**YOUR ASSIGNMENT**. Exactly reproduce the line that contains "Objective: one point per instance of the power" and all lines after it in the entries below, through the very last line.

-------- DATA UNDER STUDY

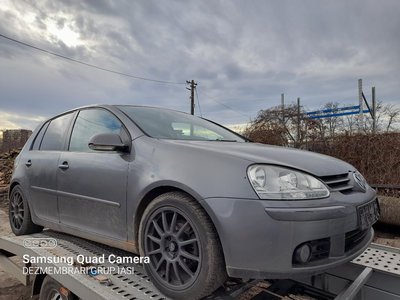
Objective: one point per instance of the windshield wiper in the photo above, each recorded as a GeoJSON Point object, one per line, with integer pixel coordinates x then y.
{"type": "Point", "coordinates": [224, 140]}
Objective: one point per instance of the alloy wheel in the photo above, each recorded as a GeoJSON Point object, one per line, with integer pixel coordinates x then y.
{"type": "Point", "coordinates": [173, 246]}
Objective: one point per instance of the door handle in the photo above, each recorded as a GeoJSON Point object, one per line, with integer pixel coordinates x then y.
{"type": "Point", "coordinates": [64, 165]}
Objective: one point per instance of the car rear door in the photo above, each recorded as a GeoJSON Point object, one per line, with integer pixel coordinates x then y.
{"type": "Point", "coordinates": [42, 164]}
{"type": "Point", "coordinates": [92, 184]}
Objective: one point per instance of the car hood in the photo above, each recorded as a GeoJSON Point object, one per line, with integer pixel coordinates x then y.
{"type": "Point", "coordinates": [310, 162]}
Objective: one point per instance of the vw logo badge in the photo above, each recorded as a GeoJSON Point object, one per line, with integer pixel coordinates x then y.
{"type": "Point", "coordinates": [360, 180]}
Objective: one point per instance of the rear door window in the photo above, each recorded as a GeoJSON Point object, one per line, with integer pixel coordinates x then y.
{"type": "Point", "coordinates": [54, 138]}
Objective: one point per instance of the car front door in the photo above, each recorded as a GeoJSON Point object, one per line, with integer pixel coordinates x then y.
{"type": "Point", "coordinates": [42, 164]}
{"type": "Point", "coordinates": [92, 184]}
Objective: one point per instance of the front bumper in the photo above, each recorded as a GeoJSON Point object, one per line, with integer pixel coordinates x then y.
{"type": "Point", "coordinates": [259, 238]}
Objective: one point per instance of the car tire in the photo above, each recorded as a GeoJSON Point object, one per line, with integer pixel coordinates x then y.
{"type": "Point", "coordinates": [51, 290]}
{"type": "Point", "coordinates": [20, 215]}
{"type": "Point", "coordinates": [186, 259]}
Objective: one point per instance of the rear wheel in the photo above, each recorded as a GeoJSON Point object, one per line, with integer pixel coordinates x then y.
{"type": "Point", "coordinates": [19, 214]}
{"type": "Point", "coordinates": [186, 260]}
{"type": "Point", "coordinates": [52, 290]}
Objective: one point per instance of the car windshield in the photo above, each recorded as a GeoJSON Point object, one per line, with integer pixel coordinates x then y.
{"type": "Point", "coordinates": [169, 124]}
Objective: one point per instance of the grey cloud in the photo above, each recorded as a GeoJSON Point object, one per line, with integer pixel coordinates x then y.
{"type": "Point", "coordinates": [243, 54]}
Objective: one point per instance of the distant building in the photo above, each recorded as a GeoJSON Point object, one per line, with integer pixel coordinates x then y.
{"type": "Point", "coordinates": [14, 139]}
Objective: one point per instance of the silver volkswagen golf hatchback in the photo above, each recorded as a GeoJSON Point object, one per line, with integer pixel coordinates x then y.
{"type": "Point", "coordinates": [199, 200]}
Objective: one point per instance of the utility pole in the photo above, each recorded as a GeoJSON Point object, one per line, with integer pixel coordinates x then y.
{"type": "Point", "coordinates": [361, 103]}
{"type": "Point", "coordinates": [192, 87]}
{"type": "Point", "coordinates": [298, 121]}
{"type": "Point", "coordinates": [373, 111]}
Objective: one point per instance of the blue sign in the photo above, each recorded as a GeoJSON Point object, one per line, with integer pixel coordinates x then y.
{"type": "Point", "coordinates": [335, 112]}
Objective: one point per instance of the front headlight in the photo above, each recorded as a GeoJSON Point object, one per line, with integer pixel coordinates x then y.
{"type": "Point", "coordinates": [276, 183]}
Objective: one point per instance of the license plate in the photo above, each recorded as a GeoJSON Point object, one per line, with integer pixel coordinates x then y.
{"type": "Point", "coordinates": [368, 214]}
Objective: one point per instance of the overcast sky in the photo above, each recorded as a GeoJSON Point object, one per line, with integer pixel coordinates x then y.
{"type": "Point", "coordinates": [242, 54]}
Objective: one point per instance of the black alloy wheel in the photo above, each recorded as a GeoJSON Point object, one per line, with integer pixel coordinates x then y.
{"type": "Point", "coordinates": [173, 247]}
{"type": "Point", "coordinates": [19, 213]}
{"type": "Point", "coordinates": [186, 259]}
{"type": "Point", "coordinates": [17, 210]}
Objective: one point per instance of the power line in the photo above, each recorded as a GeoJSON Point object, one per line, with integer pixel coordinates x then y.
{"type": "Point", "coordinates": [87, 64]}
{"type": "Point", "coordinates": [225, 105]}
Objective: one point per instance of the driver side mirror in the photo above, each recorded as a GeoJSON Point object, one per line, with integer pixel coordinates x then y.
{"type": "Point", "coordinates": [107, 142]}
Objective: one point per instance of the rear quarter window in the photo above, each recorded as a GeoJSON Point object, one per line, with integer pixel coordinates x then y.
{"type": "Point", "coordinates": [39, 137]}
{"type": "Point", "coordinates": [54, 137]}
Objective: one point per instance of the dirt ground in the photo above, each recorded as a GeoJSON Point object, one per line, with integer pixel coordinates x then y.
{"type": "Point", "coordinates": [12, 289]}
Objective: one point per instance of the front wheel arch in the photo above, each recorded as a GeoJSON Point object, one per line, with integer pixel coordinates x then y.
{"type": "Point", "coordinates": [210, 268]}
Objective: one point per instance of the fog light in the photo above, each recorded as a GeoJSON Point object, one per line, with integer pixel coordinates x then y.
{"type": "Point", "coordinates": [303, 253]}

----------------

**FINISHED EXERCISE**.
Objective: one point per instance of the power line in the photo above, each recorded as a GeoJSON Point object, one per line, with integer pixel coordinates x then y.
{"type": "Point", "coordinates": [87, 64]}
{"type": "Point", "coordinates": [225, 105]}
Objective: one point per instance of the driver side mirror in the photo above, each recorded as a GeoJSON Point object, one per line, with integer pixel coordinates x then y.
{"type": "Point", "coordinates": [107, 142]}
Objective: one point per instance of the rear quarter window in the photo above, each recorded as a GeoJSON Point object, one per line, with integer pixel coordinates x then y.
{"type": "Point", "coordinates": [39, 137]}
{"type": "Point", "coordinates": [54, 137]}
Objective: one point per instance of the dirt ground in the photo above, each recorded as a GeoJSON Point object, one per line, with integer pixel coordinates x then y.
{"type": "Point", "coordinates": [12, 289]}
Objective: one point per instance of the front wheel arch in the photo above, each recorded as a GeoJSON Point object, one per line, with integer pixel coordinates x then y.
{"type": "Point", "coordinates": [210, 268]}
Objective: one point per instance of the fog light in the photo above, each recorded as a GeoJSON Point object, one per line, with integer pixel coordinates x then y.
{"type": "Point", "coordinates": [303, 253]}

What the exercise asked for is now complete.